_WORK TASK_
Reproduce every entry below word for word, keeping each line unchanged.

-----

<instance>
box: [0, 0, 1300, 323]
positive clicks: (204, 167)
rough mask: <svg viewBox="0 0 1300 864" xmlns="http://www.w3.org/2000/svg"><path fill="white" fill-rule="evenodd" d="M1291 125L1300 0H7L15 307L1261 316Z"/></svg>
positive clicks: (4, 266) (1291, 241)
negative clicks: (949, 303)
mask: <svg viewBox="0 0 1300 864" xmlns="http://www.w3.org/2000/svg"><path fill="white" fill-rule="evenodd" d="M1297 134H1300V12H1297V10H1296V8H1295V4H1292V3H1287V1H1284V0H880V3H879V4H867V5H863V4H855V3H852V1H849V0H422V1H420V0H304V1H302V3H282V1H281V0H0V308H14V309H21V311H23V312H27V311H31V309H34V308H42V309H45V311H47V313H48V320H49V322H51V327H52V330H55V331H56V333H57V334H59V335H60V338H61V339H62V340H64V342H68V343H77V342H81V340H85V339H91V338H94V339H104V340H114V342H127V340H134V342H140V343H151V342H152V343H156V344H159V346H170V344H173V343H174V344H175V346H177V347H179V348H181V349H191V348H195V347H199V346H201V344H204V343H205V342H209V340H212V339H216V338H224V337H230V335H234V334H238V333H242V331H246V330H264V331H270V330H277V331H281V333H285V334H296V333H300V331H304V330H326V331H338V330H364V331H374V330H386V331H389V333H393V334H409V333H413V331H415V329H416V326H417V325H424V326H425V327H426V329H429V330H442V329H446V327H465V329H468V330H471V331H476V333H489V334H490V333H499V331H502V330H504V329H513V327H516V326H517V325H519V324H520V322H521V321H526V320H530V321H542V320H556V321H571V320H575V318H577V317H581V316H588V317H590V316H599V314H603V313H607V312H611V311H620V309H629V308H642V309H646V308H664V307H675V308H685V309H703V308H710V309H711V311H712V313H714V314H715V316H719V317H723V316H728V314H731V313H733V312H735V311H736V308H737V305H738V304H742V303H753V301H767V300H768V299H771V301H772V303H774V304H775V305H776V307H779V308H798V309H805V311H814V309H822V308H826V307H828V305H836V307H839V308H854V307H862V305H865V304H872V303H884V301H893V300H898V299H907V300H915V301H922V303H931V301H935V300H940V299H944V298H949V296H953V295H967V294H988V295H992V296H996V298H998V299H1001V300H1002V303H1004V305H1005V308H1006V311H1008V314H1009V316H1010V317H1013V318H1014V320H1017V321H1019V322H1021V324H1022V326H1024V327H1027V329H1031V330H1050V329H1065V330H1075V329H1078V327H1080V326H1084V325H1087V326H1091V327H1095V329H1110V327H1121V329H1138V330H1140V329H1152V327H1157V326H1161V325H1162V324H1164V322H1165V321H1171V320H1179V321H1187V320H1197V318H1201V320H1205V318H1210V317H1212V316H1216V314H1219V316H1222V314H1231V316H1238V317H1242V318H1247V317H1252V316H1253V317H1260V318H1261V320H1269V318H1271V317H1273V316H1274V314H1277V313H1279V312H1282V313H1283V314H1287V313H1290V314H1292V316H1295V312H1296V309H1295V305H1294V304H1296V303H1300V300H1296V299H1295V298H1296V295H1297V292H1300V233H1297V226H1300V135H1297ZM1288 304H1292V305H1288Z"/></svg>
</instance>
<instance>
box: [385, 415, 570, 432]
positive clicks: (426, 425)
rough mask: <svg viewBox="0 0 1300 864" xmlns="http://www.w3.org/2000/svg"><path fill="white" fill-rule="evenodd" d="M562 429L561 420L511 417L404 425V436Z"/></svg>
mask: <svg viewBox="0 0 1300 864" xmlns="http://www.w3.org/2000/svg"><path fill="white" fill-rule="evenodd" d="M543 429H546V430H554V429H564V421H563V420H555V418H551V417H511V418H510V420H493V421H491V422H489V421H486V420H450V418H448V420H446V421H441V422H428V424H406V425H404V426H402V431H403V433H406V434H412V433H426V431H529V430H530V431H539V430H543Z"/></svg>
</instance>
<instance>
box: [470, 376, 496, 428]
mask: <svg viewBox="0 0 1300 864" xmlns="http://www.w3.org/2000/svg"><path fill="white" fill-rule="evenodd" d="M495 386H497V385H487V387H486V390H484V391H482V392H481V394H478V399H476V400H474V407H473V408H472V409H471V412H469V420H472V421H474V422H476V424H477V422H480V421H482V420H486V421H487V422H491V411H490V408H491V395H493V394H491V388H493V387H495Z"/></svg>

-----

_RESULT BELOW_
<instance>
box: [0, 0, 1300, 323]
positive clicks: (204, 167)
rough mask: <svg viewBox="0 0 1300 864" xmlns="http://www.w3.org/2000/svg"><path fill="white" fill-rule="evenodd" d="M1291 125L1300 0H7L15 307L1261 316Z"/></svg>
positive clicks: (4, 266) (1291, 241)
negative clicks: (949, 303)
mask: <svg viewBox="0 0 1300 864" xmlns="http://www.w3.org/2000/svg"><path fill="white" fill-rule="evenodd" d="M1297 134H1300V12H1297V10H1296V8H1295V4H1292V3H1287V1H1284V0H880V3H879V4H867V5H863V4H855V3H852V1H849V0H422V1H420V0H304V1H302V3H282V1H281V0H0V308H14V309H21V311H23V312H27V311H31V309H34V308H42V309H45V311H47V313H48V320H49V322H51V327H52V330H55V331H56V333H57V334H59V335H60V338H61V339H62V340H64V342H68V343H77V342H81V340H85V339H91V338H94V339H104V340H114V342H127V340H134V342H140V343H151V342H152V343H156V344H159V346H170V344H173V343H174V344H175V346H177V347H179V348H181V349H191V348H195V347H199V346H201V344H204V343H205V342H209V340H212V339H216V338H224V337H230V335H234V334H238V333H242V331H246V330H264V331H270V330H277V331H281V333H285V334H296V333H300V331H304V330H326V331H338V330H364V331H374V330H386V331H389V333H393V334H409V333H413V331H415V329H416V326H417V325H424V326H425V327H426V329H429V330H442V329H446V327H465V329H468V330H471V331H476V333H489V334H490V333H499V331H502V330H504V329H513V327H516V326H517V325H519V324H520V322H521V321H526V320H530V321H542V320H556V321H571V320H575V318H577V317H581V316H588V317H590V316H599V314H603V313H607V312H611V311H620V309H629V308H642V309H646V308H664V307H675V308H685V309H703V308H710V309H711V311H712V313H714V314H715V316H719V317H723V316H728V314H731V313H733V312H735V311H736V308H737V305H738V304H742V303H753V301H767V300H768V299H771V301H772V303H774V304H775V305H776V307H779V308H798V309H805V311H814V309H822V308H826V307H828V305H836V307H839V308H854V307H862V305H865V304H872V303H884V301H893V300H898V299H907V300H915V301H922V303H931V301H935V300H940V299H944V298H949V296H953V295H967V294H988V295H992V296H996V298H998V299H1001V300H1002V303H1004V305H1005V308H1006V311H1008V314H1009V316H1010V317H1013V318H1014V320H1017V321H1019V322H1021V324H1022V326H1024V327H1027V329H1031V330H1050V329H1065V330H1075V329H1078V327H1080V326H1084V325H1087V326H1091V327H1095V329H1110V327H1121V329H1138V330H1140V329H1152V327H1157V326H1161V325H1162V324H1164V322H1165V321H1171V320H1179V321H1187V320H1197V318H1201V320H1205V318H1210V317H1212V316H1216V314H1219V316H1222V314H1231V316H1238V317H1242V318H1247V317H1252V316H1253V317H1260V318H1261V320H1269V318H1271V317H1273V316H1274V314H1277V313H1279V312H1282V313H1283V314H1287V313H1290V314H1292V316H1295V312H1296V309H1295V305H1294V304H1296V303H1300V300H1296V299H1295V298H1296V295H1297V292H1300V233H1297V226H1300V135H1297ZM1288 304H1292V305H1288Z"/></svg>
</instance>
<instance>
box: [385, 415, 570, 432]
positive clicks: (426, 425)
rough mask: <svg viewBox="0 0 1300 864" xmlns="http://www.w3.org/2000/svg"><path fill="white" fill-rule="evenodd" d="M562 429L561 420L511 417L404 425V436Z"/></svg>
mask: <svg viewBox="0 0 1300 864" xmlns="http://www.w3.org/2000/svg"><path fill="white" fill-rule="evenodd" d="M543 429H546V430H554V429H564V421H563V420H555V418H551V417H511V418H510V420H493V421H491V422H489V421H486V420H450V418H448V420H446V421H441V422H428V424H406V425H404V426H402V431H403V433H406V434H412V433H426V431H529V430H530V431H539V430H543Z"/></svg>
</instance>
<instance>
box: [470, 376, 496, 428]
mask: <svg viewBox="0 0 1300 864" xmlns="http://www.w3.org/2000/svg"><path fill="white" fill-rule="evenodd" d="M495 386H497V385H487V387H486V390H484V391H482V392H481V394H478V399H476V400H474V407H473V408H472V409H471V412H469V420H472V421H474V422H476V424H477V422H480V421H482V420H486V421H487V422H491V411H490V408H491V395H493V394H491V388H493V387H495Z"/></svg>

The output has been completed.